EXERCISE AIM> Pull out every line below containing the word "dishwasher".

[Records from a data source]
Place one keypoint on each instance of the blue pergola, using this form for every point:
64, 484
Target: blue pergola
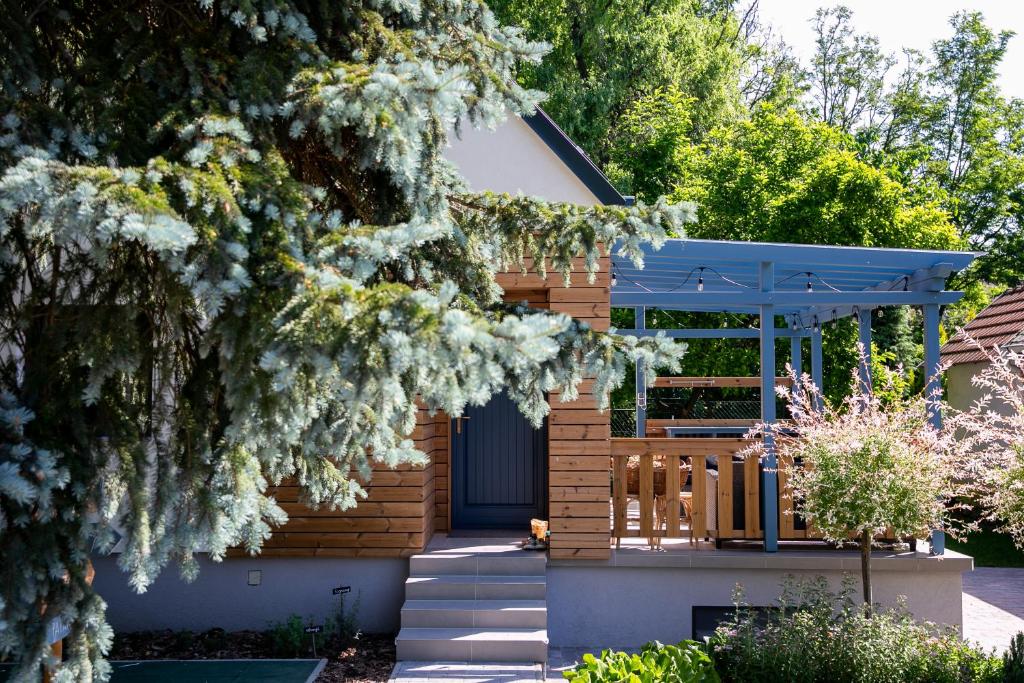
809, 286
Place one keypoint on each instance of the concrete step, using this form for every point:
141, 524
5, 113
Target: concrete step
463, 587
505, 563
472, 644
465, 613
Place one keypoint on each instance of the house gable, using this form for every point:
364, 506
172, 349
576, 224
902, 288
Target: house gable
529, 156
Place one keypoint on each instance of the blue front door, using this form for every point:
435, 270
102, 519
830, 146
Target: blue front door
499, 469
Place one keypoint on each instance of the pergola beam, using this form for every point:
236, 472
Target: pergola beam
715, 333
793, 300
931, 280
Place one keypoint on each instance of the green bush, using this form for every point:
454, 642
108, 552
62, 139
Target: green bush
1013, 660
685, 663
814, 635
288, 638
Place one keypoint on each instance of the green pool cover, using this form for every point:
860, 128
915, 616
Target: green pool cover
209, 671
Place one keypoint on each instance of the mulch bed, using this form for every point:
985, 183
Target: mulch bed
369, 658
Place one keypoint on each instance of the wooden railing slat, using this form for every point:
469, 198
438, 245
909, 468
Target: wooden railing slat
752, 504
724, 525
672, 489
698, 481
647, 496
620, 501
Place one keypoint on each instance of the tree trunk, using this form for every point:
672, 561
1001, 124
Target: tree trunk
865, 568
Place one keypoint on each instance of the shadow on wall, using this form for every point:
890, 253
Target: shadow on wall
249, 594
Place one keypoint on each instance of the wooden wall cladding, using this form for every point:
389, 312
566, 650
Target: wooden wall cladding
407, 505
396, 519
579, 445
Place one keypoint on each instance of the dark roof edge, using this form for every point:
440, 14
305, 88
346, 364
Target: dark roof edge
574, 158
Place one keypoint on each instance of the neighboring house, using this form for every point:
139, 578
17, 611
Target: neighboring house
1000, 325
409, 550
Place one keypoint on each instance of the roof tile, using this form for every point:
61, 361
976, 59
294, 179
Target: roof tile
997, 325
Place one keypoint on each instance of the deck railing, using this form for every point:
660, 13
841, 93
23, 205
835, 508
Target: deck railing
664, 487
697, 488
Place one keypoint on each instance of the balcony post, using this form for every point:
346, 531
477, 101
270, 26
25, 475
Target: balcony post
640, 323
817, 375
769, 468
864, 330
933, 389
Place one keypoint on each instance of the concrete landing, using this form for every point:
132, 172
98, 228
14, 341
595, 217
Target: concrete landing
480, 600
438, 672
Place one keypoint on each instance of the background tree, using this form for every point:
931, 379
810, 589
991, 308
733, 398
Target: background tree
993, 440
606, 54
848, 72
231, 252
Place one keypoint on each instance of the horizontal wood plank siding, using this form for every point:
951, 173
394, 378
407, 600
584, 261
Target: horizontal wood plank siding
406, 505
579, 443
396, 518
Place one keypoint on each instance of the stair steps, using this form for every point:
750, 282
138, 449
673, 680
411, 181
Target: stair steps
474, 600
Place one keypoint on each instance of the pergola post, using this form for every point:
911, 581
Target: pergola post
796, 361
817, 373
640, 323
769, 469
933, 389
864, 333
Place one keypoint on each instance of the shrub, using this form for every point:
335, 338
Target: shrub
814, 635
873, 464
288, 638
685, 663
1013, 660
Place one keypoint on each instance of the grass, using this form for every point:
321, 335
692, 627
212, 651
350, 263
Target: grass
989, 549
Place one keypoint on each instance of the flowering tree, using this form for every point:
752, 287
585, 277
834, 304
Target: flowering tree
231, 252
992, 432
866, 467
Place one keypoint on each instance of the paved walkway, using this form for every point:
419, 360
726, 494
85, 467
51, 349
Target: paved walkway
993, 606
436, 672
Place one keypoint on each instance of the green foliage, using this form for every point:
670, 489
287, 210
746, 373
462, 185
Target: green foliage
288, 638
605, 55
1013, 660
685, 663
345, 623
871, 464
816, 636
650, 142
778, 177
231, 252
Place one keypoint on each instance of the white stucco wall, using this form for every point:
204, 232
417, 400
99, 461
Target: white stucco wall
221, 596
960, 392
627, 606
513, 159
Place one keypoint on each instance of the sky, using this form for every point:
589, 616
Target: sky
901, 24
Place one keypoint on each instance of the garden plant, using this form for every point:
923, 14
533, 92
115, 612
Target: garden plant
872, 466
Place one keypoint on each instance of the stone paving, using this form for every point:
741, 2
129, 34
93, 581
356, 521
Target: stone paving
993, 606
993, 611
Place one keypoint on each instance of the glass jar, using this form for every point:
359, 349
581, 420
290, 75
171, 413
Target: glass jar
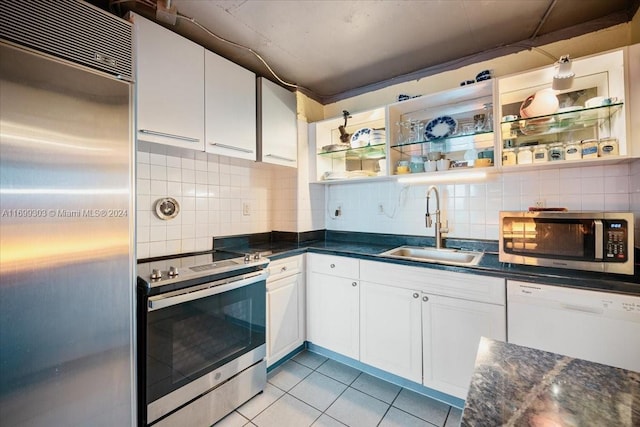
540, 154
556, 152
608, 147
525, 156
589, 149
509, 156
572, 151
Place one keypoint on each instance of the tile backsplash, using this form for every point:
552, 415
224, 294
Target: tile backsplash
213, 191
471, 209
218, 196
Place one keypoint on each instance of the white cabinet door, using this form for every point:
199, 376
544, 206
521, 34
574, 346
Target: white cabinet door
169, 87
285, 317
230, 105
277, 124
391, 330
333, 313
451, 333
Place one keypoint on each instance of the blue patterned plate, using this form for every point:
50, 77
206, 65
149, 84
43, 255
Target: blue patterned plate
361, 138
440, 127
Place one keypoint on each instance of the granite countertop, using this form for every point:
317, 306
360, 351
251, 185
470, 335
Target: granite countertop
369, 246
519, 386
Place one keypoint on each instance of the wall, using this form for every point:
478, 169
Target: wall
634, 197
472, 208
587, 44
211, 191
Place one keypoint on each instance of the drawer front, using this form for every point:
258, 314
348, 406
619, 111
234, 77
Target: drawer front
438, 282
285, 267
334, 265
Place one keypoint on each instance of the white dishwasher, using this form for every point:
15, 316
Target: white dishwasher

--

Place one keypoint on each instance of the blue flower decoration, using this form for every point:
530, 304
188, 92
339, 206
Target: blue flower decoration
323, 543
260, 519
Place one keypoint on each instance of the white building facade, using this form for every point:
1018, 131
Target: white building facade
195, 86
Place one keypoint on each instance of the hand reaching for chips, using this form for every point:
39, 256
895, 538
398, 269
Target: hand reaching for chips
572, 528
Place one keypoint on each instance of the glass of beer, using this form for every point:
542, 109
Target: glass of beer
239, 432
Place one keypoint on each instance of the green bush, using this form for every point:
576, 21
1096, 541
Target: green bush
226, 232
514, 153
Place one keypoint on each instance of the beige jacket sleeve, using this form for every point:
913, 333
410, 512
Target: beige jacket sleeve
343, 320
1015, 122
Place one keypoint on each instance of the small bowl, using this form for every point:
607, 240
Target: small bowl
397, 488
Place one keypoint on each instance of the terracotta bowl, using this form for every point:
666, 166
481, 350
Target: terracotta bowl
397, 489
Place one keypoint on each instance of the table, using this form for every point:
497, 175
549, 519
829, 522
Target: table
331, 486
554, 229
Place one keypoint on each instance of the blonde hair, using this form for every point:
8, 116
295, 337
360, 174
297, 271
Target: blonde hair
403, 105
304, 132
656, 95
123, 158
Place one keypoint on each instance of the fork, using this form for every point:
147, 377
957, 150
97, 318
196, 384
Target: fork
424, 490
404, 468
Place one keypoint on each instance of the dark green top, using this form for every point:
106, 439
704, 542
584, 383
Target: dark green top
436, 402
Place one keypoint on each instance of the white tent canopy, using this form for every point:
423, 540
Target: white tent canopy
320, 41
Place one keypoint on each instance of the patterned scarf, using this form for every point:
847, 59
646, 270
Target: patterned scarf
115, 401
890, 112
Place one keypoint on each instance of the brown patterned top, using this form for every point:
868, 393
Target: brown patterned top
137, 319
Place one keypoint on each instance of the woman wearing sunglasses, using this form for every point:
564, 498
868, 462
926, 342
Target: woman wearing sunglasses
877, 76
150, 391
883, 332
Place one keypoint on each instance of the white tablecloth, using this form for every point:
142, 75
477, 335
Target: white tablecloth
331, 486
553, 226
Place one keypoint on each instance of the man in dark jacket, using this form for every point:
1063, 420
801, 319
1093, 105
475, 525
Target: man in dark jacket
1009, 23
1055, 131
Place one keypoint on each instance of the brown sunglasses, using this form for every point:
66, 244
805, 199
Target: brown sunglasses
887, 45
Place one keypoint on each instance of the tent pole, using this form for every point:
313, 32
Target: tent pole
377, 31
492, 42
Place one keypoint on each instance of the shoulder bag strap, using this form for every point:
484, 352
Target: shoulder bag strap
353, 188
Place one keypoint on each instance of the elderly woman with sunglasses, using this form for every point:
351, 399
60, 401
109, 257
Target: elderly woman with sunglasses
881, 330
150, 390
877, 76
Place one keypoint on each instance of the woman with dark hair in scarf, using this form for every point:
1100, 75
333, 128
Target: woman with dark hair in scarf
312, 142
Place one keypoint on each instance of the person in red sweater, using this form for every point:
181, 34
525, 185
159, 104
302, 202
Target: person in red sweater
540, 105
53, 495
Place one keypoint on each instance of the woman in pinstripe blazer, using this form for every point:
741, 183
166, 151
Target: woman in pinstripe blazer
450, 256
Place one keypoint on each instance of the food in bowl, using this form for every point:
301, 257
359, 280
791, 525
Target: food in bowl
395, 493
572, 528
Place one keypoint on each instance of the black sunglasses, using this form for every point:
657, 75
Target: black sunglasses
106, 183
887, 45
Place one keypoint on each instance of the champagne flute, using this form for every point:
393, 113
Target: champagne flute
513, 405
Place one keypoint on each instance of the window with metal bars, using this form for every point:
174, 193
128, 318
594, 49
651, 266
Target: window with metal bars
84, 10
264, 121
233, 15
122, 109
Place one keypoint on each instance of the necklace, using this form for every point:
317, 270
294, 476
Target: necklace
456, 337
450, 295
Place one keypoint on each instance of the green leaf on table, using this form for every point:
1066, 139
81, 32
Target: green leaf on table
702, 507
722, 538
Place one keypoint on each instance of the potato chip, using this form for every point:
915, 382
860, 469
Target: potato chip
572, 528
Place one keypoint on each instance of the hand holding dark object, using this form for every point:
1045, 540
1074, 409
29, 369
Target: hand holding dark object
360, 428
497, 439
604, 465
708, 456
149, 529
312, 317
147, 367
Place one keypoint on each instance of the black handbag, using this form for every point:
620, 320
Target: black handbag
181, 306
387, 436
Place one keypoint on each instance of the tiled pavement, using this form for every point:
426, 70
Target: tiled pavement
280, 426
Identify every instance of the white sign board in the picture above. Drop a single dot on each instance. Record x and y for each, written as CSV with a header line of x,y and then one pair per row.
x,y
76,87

ANSWER AREA>
Place one keypoint on each instance of the white dishwasher, using this form for every point:
Target: white dishwasher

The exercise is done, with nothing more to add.